**What is expected**
How many of the lines below contain the string "dessert", with case counting? Reply with the number only.

++++

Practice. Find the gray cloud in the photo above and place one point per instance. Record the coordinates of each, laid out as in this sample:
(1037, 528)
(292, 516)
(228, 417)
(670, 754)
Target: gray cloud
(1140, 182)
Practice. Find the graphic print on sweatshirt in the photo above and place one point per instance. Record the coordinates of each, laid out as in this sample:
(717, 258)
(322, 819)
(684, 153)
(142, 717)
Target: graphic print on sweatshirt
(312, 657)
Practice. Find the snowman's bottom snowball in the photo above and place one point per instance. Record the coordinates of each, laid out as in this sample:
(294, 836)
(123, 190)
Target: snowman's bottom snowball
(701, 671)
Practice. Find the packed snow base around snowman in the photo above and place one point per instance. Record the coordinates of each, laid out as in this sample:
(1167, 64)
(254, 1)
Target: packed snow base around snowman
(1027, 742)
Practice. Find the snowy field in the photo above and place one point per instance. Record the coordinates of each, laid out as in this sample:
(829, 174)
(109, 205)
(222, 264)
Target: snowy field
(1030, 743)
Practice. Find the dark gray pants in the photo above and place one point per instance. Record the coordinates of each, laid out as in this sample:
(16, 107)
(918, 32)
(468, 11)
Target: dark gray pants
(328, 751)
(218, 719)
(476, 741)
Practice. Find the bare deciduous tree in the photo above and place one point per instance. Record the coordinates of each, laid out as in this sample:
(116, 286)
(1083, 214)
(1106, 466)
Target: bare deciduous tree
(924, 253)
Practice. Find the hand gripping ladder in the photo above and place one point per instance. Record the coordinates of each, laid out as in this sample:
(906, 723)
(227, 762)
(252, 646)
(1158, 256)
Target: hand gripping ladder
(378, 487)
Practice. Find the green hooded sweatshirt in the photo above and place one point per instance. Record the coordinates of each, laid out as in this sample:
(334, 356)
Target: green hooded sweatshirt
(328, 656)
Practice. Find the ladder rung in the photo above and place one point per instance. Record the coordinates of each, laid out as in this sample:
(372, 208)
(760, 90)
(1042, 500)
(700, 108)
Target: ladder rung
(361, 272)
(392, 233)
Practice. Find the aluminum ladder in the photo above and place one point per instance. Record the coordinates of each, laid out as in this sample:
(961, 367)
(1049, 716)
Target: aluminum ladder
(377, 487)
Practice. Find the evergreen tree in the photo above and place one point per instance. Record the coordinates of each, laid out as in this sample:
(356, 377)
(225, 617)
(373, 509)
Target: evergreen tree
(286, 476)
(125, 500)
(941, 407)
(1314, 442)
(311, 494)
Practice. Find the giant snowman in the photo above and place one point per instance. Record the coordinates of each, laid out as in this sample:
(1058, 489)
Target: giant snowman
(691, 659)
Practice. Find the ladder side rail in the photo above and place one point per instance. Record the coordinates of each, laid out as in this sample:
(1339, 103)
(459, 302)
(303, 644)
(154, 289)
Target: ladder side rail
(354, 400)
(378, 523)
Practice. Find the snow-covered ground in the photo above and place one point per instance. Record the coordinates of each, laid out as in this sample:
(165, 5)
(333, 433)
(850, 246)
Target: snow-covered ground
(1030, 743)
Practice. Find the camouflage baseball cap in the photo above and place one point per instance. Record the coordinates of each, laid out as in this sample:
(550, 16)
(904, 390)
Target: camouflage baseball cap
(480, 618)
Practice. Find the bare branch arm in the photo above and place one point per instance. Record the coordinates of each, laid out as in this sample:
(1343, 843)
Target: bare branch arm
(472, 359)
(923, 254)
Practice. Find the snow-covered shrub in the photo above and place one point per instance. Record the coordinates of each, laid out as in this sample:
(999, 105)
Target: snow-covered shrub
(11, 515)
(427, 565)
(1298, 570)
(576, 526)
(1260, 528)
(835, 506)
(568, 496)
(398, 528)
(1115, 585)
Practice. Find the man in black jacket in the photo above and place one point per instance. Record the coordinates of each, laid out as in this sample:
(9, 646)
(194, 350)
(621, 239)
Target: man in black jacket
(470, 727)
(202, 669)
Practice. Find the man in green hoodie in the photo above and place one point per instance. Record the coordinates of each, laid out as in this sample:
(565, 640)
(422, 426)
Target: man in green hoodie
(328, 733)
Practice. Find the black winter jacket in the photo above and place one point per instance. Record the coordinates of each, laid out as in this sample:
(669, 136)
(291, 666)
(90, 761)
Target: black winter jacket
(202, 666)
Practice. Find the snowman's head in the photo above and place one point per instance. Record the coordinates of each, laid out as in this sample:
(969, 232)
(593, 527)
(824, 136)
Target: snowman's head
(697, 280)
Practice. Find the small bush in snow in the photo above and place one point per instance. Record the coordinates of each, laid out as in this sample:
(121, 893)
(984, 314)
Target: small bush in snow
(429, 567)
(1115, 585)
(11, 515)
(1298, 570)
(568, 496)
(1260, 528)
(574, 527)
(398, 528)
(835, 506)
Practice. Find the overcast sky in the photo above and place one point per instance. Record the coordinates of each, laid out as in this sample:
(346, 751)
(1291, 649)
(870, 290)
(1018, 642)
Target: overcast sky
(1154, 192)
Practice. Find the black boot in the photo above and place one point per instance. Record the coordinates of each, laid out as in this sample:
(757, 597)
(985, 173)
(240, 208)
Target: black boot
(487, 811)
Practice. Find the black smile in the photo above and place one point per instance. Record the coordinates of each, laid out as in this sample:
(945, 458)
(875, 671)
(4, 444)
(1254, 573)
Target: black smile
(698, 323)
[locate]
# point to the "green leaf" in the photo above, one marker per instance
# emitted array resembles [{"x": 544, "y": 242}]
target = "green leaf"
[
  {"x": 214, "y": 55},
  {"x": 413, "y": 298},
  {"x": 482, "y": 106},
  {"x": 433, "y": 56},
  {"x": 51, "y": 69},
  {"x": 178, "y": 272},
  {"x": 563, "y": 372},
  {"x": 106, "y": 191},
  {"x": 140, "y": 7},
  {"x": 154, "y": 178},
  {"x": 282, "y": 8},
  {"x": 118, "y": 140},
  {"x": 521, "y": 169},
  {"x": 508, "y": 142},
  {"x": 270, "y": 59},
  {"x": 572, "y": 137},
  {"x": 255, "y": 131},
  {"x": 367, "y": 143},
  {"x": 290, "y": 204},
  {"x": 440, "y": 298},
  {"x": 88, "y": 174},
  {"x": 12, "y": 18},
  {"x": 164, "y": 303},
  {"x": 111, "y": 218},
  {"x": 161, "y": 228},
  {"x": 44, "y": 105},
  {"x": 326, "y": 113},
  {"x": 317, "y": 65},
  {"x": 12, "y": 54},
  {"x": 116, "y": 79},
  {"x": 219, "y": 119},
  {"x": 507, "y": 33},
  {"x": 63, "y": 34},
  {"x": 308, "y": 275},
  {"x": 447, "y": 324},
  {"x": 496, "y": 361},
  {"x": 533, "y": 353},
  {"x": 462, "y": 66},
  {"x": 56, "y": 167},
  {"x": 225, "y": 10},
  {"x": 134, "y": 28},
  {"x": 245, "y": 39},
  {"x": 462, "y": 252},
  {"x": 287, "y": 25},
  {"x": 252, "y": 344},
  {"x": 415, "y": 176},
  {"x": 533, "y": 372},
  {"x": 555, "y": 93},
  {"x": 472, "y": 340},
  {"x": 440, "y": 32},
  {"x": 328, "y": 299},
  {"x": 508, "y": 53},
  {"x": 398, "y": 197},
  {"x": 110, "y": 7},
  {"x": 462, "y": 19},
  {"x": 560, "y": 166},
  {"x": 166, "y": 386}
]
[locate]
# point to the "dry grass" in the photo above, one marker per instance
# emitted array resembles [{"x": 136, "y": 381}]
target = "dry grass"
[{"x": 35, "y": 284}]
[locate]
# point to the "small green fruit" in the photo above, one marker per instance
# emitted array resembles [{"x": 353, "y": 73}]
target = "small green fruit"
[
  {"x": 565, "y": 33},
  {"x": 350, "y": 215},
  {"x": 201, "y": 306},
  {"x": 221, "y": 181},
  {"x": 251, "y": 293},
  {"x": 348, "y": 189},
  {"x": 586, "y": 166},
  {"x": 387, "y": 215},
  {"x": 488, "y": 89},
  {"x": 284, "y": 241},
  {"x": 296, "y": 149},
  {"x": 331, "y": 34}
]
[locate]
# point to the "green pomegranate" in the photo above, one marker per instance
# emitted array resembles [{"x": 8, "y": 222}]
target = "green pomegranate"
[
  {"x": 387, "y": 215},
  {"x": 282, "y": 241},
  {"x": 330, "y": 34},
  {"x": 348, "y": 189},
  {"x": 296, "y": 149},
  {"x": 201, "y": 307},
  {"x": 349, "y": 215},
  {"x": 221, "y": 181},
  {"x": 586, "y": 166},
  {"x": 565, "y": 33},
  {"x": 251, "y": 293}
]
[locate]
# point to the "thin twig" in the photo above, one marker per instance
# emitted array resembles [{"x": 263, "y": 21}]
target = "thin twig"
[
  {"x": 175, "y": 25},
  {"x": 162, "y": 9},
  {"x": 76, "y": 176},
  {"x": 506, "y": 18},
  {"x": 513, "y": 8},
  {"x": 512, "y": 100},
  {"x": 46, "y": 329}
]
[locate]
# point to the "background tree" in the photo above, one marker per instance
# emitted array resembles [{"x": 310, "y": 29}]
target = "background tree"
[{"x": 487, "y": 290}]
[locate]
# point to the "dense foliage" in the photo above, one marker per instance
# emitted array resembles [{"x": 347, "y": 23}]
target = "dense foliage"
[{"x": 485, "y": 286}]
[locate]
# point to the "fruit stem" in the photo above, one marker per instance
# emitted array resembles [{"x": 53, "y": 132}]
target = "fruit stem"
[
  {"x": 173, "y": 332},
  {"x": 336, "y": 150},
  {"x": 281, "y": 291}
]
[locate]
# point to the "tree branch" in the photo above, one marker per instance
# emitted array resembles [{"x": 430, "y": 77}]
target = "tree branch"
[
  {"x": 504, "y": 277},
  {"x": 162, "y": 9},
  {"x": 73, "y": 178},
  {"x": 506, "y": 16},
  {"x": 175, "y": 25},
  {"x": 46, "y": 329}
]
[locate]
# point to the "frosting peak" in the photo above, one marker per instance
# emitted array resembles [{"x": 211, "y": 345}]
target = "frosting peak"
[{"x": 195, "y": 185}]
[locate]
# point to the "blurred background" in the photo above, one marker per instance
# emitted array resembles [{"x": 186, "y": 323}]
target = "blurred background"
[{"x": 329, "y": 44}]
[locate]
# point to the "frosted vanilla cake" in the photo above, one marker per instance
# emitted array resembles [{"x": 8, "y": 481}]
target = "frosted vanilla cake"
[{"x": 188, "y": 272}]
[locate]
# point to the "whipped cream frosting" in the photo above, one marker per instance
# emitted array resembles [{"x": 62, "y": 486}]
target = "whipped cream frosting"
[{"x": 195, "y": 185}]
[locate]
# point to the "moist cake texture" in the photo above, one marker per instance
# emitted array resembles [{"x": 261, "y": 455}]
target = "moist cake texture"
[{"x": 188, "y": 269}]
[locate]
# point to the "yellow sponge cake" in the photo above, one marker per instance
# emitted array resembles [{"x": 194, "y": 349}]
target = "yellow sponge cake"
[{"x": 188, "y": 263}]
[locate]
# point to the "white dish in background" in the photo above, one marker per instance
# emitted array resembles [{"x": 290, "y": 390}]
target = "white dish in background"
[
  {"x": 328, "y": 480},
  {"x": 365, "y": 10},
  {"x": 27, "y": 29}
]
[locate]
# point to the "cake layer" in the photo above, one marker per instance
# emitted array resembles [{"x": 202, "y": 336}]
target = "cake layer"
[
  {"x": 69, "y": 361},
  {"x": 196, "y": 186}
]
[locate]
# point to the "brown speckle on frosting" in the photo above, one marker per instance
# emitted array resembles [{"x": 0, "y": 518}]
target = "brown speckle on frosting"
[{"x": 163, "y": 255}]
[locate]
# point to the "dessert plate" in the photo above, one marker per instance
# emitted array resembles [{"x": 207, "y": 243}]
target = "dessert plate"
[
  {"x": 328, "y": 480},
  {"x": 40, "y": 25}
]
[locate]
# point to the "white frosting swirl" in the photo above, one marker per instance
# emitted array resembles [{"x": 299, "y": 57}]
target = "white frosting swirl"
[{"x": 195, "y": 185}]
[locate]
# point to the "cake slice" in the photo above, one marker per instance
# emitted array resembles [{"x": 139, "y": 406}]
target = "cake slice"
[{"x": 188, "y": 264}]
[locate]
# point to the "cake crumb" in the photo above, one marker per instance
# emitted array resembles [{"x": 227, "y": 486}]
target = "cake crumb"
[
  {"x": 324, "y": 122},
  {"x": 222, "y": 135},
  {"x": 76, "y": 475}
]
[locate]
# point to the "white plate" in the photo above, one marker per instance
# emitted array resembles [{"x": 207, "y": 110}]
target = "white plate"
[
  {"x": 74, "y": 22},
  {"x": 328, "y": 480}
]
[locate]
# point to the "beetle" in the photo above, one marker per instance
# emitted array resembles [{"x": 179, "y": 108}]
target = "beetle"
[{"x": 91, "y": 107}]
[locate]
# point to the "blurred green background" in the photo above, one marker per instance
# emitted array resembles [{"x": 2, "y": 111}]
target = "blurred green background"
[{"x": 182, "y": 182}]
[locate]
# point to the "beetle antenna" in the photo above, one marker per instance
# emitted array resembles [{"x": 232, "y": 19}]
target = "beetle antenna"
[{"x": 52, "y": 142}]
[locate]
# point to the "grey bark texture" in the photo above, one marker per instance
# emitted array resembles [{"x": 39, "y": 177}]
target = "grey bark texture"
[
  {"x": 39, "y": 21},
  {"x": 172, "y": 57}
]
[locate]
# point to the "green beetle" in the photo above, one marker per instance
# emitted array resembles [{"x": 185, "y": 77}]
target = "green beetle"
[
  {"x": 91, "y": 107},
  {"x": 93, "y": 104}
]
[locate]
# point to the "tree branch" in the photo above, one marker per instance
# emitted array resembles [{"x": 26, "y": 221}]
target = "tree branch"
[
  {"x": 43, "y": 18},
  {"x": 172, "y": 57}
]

++++

**Exercise solution**
2